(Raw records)

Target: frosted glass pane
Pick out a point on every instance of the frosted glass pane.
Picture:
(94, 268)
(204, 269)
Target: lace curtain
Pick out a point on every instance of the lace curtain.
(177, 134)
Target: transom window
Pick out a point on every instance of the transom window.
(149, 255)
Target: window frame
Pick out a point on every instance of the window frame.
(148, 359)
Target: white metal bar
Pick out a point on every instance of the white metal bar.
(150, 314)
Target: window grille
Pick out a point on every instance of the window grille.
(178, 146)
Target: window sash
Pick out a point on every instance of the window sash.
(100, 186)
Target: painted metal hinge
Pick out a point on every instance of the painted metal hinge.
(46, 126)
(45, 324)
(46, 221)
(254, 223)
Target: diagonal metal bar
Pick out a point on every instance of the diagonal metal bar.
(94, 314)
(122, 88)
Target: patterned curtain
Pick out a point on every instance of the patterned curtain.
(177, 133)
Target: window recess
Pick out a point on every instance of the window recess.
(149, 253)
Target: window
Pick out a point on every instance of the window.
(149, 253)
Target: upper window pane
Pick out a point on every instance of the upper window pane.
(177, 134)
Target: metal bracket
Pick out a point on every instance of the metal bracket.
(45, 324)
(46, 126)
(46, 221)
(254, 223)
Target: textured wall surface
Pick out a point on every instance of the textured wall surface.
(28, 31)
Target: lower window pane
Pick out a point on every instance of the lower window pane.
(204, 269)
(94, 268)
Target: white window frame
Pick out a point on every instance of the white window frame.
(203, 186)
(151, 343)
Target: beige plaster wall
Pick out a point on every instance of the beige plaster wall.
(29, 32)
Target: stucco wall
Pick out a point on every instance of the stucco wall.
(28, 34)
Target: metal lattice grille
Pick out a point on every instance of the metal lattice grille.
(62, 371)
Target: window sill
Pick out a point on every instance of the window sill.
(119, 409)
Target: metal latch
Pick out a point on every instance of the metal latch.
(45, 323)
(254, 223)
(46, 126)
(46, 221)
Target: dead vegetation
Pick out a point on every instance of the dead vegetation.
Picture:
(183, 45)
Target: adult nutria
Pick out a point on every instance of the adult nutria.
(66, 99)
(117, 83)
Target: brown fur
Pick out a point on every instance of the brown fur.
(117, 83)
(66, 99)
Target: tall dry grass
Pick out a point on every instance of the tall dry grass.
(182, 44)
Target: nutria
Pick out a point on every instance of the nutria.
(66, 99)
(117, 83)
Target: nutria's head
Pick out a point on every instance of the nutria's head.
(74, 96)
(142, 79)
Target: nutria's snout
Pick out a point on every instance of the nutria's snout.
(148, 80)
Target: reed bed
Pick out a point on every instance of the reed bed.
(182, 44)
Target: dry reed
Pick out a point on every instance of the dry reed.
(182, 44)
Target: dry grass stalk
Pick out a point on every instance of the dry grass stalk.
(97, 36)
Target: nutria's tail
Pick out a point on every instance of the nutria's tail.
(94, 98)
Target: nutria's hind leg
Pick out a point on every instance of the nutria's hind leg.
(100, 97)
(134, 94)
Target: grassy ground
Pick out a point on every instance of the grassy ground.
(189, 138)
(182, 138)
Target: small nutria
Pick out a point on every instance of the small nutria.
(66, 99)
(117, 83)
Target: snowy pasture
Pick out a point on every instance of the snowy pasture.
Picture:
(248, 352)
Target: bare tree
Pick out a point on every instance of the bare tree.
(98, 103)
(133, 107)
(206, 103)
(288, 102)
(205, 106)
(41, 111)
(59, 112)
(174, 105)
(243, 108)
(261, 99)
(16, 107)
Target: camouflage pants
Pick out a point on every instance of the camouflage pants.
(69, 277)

# Given task
Rewrite the material from the line that has "Target: snowy pasture" through the end of the material, replacing "bare tree" with "leafless tree" and leaving everything else unchanged.

# Response to this exercise
Target: snowy pasture
Pick out a point on every instance of the snowy pasture.
Picture:
(248, 352)
Target: leafless tree
Pick out a point on every instance of the leafless tree.
(98, 103)
(133, 107)
(206, 103)
(288, 102)
(205, 106)
(41, 111)
(59, 112)
(174, 105)
(243, 108)
(261, 99)
(16, 107)
Target: camouflage pants
Pick out a point on every instance of the camouflage pants.
(69, 277)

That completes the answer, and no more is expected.